[Start of Attachment]

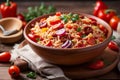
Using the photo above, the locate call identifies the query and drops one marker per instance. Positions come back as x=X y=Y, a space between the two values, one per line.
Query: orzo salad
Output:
x=68 y=30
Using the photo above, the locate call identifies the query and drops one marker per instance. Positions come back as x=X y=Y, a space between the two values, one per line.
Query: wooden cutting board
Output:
x=110 y=57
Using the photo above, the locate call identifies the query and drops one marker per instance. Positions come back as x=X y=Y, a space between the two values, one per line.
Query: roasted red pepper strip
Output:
x=8 y=9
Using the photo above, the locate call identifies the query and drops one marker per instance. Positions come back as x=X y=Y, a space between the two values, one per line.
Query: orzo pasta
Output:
x=68 y=30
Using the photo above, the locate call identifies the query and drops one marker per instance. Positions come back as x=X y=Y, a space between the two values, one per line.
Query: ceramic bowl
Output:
x=68 y=56
x=11 y=23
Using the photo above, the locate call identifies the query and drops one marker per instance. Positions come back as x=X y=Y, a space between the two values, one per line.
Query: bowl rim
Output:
x=69 y=49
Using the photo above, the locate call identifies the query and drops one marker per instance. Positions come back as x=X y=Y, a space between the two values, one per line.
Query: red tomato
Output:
x=20 y=16
x=14 y=71
x=113 y=46
x=58 y=14
x=109 y=14
x=99 y=5
x=91 y=41
x=103 y=29
x=24 y=23
x=5 y=57
x=33 y=37
x=114 y=22
x=97 y=65
x=102 y=15
x=49 y=43
x=53 y=22
x=106 y=14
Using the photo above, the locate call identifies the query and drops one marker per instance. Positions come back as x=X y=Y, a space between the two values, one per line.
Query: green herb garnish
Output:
x=36 y=11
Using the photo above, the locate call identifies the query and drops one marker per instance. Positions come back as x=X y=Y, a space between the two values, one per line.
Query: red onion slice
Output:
x=60 y=32
x=67 y=44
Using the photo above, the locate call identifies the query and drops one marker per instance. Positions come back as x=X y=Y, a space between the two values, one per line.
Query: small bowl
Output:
x=11 y=23
x=68 y=56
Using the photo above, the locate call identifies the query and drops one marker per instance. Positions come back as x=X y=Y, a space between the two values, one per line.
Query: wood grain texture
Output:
x=74 y=6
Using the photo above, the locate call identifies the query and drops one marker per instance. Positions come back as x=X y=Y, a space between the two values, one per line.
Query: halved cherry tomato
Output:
x=24 y=23
x=58 y=14
x=113 y=46
x=114 y=22
x=5 y=56
x=110 y=13
x=33 y=37
x=20 y=16
x=14 y=71
x=91 y=41
x=102 y=15
x=97 y=65
x=106 y=14
x=49 y=43
x=53 y=22
x=99 y=5
x=103 y=29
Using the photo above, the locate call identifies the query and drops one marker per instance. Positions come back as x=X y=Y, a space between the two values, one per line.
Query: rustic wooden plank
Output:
x=4 y=75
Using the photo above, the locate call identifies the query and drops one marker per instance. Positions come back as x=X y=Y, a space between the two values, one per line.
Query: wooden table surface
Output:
x=74 y=6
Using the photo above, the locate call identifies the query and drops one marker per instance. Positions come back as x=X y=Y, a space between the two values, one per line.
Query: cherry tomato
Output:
x=33 y=37
x=97 y=65
x=91 y=41
x=103 y=29
x=58 y=14
x=24 y=23
x=102 y=15
x=14 y=71
x=106 y=14
x=114 y=22
x=113 y=46
x=53 y=22
x=99 y=5
x=109 y=14
x=5 y=57
x=20 y=16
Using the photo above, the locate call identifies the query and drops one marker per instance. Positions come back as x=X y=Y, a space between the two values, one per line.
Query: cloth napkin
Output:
x=37 y=64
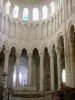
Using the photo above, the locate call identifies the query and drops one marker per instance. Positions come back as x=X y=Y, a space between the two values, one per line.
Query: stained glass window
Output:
x=8 y=5
x=15 y=11
x=35 y=14
x=25 y=14
x=52 y=7
x=44 y=12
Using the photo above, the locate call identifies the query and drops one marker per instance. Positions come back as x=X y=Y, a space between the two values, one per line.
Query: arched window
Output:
x=8 y=5
x=44 y=12
x=15 y=11
x=52 y=7
x=25 y=14
x=35 y=14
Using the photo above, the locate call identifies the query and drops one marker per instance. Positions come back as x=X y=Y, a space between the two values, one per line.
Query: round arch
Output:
x=24 y=47
x=16 y=47
x=43 y=47
x=31 y=51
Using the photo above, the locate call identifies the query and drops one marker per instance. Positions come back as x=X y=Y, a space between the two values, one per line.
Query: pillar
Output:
x=34 y=73
x=29 y=70
x=7 y=53
x=58 y=51
x=41 y=71
x=72 y=63
x=52 y=69
x=66 y=61
x=17 y=68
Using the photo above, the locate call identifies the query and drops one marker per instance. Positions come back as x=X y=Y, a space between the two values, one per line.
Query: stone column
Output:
x=41 y=71
x=52 y=69
x=40 y=13
x=72 y=63
x=17 y=68
x=29 y=69
x=34 y=73
x=58 y=51
x=7 y=53
x=66 y=60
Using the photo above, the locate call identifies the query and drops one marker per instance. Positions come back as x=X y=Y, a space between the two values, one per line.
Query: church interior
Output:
x=37 y=45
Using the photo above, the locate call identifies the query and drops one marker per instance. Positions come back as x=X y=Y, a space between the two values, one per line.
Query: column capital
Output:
x=58 y=49
x=41 y=55
x=51 y=53
x=29 y=55
x=18 y=55
x=7 y=52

[End of Attachment]

#### What the task requires
With the line holding "Query: wooden table surface" as the first and the line holding "Query: cherry tomato" as the last, please transcribe exactly the lines of the material above in that range and nothing else.

#### Result of this exercise
Query: wooden table surface
Output:
x=74 y=6
Using the photo above, the locate call identifies the query and drops one marker per instance. Positions come back as x=X y=Y, a space between the two values, one per line.
Query: cherry tomato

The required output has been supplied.